> **Required work**
Extract the complete listing and repeat it word for word.

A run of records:
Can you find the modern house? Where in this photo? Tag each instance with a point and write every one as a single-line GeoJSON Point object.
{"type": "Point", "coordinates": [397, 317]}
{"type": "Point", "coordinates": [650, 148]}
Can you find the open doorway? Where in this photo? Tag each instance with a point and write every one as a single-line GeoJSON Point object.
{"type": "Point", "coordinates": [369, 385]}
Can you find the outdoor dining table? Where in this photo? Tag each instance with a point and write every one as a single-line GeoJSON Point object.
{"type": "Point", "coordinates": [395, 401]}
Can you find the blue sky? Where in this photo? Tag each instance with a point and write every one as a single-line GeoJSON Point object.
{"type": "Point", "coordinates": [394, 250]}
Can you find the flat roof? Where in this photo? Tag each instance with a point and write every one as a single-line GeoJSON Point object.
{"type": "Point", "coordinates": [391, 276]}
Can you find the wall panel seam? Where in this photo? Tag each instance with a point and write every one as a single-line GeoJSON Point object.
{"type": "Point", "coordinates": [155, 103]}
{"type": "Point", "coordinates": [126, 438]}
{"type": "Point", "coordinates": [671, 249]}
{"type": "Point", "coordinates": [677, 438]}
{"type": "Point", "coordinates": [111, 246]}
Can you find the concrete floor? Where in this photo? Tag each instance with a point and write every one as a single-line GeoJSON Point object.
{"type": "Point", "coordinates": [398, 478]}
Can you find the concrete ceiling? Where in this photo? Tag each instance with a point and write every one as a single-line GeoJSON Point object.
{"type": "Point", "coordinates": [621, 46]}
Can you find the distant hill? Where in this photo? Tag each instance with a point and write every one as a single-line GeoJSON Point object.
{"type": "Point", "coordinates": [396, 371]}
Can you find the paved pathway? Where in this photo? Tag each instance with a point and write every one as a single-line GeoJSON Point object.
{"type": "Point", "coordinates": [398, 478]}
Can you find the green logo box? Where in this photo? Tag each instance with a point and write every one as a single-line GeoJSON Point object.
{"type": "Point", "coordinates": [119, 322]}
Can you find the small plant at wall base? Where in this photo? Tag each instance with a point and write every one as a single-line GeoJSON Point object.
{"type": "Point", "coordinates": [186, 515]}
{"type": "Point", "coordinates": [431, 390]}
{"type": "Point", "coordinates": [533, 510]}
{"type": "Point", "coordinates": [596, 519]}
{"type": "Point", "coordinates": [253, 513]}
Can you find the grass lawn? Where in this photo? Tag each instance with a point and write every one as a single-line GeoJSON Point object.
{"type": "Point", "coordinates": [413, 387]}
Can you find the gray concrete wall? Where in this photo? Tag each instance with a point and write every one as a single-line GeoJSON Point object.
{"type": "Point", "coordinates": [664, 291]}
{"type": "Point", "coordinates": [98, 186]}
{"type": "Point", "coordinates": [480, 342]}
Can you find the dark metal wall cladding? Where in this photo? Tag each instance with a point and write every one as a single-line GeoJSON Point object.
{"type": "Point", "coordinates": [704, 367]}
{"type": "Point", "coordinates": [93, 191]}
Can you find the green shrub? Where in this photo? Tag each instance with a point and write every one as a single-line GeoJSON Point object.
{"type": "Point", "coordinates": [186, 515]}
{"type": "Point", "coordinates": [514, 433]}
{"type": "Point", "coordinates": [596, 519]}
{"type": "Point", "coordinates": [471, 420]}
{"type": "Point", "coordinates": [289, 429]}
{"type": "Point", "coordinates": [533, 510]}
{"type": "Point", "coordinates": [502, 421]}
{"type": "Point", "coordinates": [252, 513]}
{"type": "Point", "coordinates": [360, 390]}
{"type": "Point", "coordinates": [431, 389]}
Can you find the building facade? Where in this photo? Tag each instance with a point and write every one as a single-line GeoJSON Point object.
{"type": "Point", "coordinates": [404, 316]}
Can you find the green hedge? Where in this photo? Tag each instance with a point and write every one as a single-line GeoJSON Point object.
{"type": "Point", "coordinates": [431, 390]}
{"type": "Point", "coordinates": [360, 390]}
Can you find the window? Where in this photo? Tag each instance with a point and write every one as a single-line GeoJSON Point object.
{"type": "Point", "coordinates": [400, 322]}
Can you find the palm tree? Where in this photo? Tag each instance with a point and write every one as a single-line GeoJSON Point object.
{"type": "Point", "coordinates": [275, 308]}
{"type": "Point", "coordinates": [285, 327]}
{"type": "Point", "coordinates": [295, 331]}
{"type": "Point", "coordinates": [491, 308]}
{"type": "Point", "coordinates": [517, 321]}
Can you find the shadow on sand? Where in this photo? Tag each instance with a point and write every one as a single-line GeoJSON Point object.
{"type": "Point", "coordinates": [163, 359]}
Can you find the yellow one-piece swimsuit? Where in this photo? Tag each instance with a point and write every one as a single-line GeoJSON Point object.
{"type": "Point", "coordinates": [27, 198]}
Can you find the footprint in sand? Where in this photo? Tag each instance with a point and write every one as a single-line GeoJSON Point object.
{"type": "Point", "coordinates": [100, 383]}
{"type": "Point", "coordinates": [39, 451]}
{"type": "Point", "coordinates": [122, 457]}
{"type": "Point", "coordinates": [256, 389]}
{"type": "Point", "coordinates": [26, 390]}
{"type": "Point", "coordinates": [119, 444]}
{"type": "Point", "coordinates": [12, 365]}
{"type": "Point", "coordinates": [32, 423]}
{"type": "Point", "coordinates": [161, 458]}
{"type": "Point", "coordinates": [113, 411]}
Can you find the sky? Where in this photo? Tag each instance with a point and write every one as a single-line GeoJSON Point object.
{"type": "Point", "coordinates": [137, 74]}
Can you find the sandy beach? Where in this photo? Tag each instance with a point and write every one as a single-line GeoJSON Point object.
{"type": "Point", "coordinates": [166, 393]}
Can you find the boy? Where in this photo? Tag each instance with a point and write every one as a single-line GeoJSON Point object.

> **Worked answer**
Can you find the modern house? Where in this photo? Tag each instance with a point and write every one as a single-line GeoJSON Point object.
{"type": "Point", "coordinates": [397, 317]}
{"type": "Point", "coordinates": [650, 148]}
Can you find the open doorway? Where in this photo? Tag each instance with a point and write every one as a single-line GeoJSON Point object.
{"type": "Point", "coordinates": [369, 385]}
Can you find the outdoor dining table? Where in this photo? Tag each instance with a point and write every one as a single-line GeoJSON Point object.
{"type": "Point", "coordinates": [395, 401]}
Can you find the blue sky? Where in this photo? Tag each instance with a point and write every one as a single-line GeoJSON Point object.
{"type": "Point", "coordinates": [394, 250]}
Can you find the flat roof? Where in this photo? Tag each instance with a point and write every one as a single-line GeoJSON Point object.
{"type": "Point", "coordinates": [391, 276]}
Can you find the wall panel seam? Where in this photo? Tag each instance with a point and write every one as a single-line GeoJSON Point object.
{"type": "Point", "coordinates": [155, 103]}
{"type": "Point", "coordinates": [126, 438]}
{"type": "Point", "coordinates": [671, 249]}
{"type": "Point", "coordinates": [677, 438]}
{"type": "Point", "coordinates": [111, 246]}
Can you find the concrete floor? Where in this photo? Tag each instance with a point and write every one as a single-line GeoJSON Point object.
{"type": "Point", "coordinates": [398, 478]}
Can you find the concrete ceiling? Where in this photo? Tag each instance with a point and write every one as a single-line GeoJSON Point object.
{"type": "Point", "coordinates": [621, 46]}
Can you find the distant hill? Where in this photo? Tag each instance with a point and write every one as a single-line GeoJSON Point object.
{"type": "Point", "coordinates": [396, 371]}
Can you find the paved pathway? Where in this photo? Tag each instance with a point and write every one as a single-line GeoJSON Point object.
{"type": "Point", "coordinates": [398, 478]}
Can you find the green logo box? Where in this photo? Tag each instance with a point and write every one as a single-line GeoJSON Point object.
{"type": "Point", "coordinates": [119, 322]}
Can you find the small plant at wall base? Where in this photo? Tag each instance with a point and write every one as a single-line GeoJSON Point object.
{"type": "Point", "coordinates": [186, 515]}
{"type": "Point", "coordinates": [431, 390]}
{"type": "Point", "coordinates": [533, 510]}
{"type": "Point", "coordinates": [596, 519]}
{"type": "Point", "coordinates": [253, 513]}
Can you find the grass lawn? Where in this photo? Tag each instance with a point and write every one as a single-line GeoJSON Point object.
{"type": "Point", "coordinates": [413, 387]}
Can you find the gray concrete wall? Where in this photo? Tag each instance with a point and write every one as a single-line GeoJSON Point object.
{"type": "Point", "coordinates": [664, 291]}
{"type": "Point", "coordinates": [98, 186]}
{"type": "Point", "coordinates": [480, 342]}
Can you find the dark metal wall cladding? Where in this photo? Tag each instance with a point and write every one as a single-line GeoJSON Point object.
{"type": "Point", "coordinates": [704, 367]}
{"type": "Point", "coordinates": [93, 191]}
Can you find the green shrub? Where in this photo? Tag each instance with a point and write every one as a single-line GeoJSON Point object.
{"type": "Point", "coordinates": [186, 515]}
{"type": "Point", "coordinates": [514, 433]}
{"type": "Point", "coordinates": [596, 519]}
{"type": "Point", "coordinates": [471, 420]}
{"type": "Point", "coordinates": [289, 429]}
{"type": "Point", "coordinates": [533, 510]}
{"type": "Point", "coordinates": [502, 421]}
{"type": "Point", "coordinates": [252, 513]}
{"type": "Point", "coordinates": [360, 390]}
{"type": "Point", "coordinates": [431, 389]}
Can you find the building facade? Where in this photo? Tag each instance with a point and write every one as a single-line GeoJSON Point object.
{"type": "Point", "coordinates": [404, 316]}
Can you find the green hedge? Where in this photo? Tag each instance with a point and write every one as a single-line GeoJSON Point object.
{"type": "Point", "coordinates": [431, 390]}
{"type": "Point", "coordinates": [360, 390]}
Can you find the window? Where in this photo? Tag each instance with a point and write every one as a single-line GeoJSON Point object.
{"type": "Point", "coordinates": [400, 322]}
Can you find the palm tree? Where in this photo? Tag each instance with a point and write every one as a single-line GeoJSON Point object.
{"type": "Point", "coordinates": [275, 308]}
{"type": "Point", "coordinates": [285, 327]}
{"type": "Point", "coordinates": [295, 331]}
{"type": "Point", "coordinates": [491, 308]}
{"type": "Point", "coordinates": [517, 321]}
Can you find the shadow on sand? Where in this photo? Tag each instance with a point and write every one as a single-line GeoJSON Point object.
{"type": "Point", "coordinates": [163, 359]}
Can you find the yellow one-piece swimsuit? Where in this photo? Tag each instance with a point and write every one as a single-line GeoJSON Point object.
{"type": "Point", "coordinates": [27, 198]}
Can you find the footprint in sand? Where in this photo? Tag each instance with a point and write every one as a single-line GeoJSON Point object.
{"type": "Point", "coordinates": [100, 383]}
{"type": "Point", "coordinates": [39, 451]}
{"type": "Point", "coordinates": [122, 457]}
{"type": "Point", "coordinates": [256, 389]}
{"type": "Point", "coordinates": [26, 390]}
{"type": "Point", "coordinates": [119, 444]}
{"type": "Point", "coordinates": [12, 365]}
{"type": "Point", "coordinates": [32, 423]}
{"type": "Point", "coordinates": [161, 458]}
{"type": "Point", "coordinates": [113, 411]}
Can you find the sky? Where in this photo? Tag each instance with a point and write every one as a single-line GeoJSON Point object.
{"type": "Point", "coordinates": [137, 74]}
Can you find the sandy beach? Where in this photo? Tag each instance with a point and write every one as a single-line GeoJSON Point object.
{"type": "Point", "coordinates": [166, 393]}
Can you find the boy? Where in this photo? Tag each instance with a point and write every one as a single-line GeoJSON Point object.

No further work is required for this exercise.